== TEXT BLOCK

Our Father's Day tribute: A reminder that in at least one relationship, you're not the doctor, you're still his child.

"Dr. Wirshup, your mother's on the phone."

I should have known then that there was a problem. In 17 years of practice, my parents had never called me at work. When I picked up the phone, my mother said, "Your father has some leg pain, dear. Can you give him some medicine?"

I immediately started thinking of differential diagnoses for leg pain: phlebitis, cellulitis, various musculoskeletal causes. After talking with my father, and listening to his description of his symptoms, I felt it was sciatica. But when I tried to explain my diagnosis, he began arguing. It was difficult for him to believe that the little girl he'd raised now knew more than he did, even if she did have a medical degree.

The following weekend, after consulting with my sister Nancy, who's a nurse practitioner, I drove to New York to visit my father. My neurological exam seemed to confirm my diagnosis of sciatica. But looking back later, I realize that he was sitting more than usual.

====

* WHAT YOU WILL DO
[A] Say whether each statement agrees with the Father's Day essay above, answering yes or no and quoting the words that decide it.
(i) The narrator's parents had phoned the narrator at work before.
(ii) Nancy is a nurse practitioner.
(iii) The father accepted the diagnosis without argument.
[B] Answer these questions from the Father's Day essay above.
(i) What did the mother ask the narrator to give the father?
(ii) Where did the narrator drive to visit the father?
(iii) Which diagnosis did the neurological exam seem to confirm?
[C] Go on with the Father's Day essay above, starting after its final sentence.

== DATA FOR REVIEW

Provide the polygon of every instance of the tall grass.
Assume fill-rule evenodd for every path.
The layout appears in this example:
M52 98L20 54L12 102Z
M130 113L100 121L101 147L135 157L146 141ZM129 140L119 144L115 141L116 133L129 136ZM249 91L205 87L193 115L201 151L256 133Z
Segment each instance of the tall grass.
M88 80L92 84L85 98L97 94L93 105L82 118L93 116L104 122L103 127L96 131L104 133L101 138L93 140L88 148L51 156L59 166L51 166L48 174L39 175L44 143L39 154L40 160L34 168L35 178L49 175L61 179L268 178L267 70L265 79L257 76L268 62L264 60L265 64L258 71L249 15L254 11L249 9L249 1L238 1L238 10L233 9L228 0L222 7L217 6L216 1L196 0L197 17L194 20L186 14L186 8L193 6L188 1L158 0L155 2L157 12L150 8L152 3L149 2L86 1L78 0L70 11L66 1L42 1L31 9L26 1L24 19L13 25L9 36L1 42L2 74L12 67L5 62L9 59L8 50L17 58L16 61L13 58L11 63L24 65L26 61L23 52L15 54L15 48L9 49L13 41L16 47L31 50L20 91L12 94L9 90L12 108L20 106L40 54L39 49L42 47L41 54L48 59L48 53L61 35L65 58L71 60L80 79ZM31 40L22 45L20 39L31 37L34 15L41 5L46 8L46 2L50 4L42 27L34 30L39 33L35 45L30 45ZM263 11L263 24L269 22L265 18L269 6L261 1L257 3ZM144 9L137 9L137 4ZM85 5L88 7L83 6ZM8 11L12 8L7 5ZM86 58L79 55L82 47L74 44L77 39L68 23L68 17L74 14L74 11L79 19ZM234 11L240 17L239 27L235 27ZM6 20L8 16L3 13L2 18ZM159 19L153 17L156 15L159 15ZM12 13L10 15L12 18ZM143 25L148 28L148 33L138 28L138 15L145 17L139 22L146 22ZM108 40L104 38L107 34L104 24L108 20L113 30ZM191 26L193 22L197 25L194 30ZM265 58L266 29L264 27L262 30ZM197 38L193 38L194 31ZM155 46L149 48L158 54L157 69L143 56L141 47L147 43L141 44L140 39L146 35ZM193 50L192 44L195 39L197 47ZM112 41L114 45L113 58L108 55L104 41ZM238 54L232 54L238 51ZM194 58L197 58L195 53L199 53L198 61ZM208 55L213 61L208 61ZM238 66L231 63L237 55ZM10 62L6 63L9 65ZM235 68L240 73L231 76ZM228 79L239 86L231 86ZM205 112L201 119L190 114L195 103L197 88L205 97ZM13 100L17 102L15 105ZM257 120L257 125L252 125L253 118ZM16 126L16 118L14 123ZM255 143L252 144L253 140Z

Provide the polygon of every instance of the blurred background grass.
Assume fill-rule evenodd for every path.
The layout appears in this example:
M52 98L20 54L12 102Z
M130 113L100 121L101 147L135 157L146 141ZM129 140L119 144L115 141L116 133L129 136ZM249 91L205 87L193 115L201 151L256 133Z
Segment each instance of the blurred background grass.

====

* ANSWERS BY ITEM
[A]
(i) No: "In 17 years of practice, my parents had never called me at work."
(ii) Yes: "my sister Nancy, who's a nurse practitioner"
(iii) No: "he began arguing"

[B]
(i) Some medicine
(ii) New York
(iii) Sciatica

[C]
The following week, my father called to ask for more medication because the pain had persisted. I went into my "family doctor" mode, and started barking orders. I insisted that he see his own doctor for LS spine X-rays because he had a history of colon and prostate cancer. He did go, and the X-rays were negative. His doctor confirmed my diagnosis of sciatica. I felt relieved that there was no malignancy, and figured it was just a matter of time before he felt better.

A week later, when I called for an update, I learned that the pain was so bad that my father was now using a walker to get around. I told my mother that patients with sciatica don't need a walker. But when I told her to call his doctor again, she said they didn't want to bother him. She said my father had a follow-up appointment scheduled in three weeks, and they wanted to wait till then to speak with his doctor.

My sister Nancy called me at work the next week and told me my father had collapsed that morning, hitting his head when he fell. I asked her if anyone had called the doctor, but she said my parents had only called her. She told me not to call my father's doctor, or even tell my mother that she had called. When I protested, she said if they didn't want to see the doctor, that was their right, and I had to respect it.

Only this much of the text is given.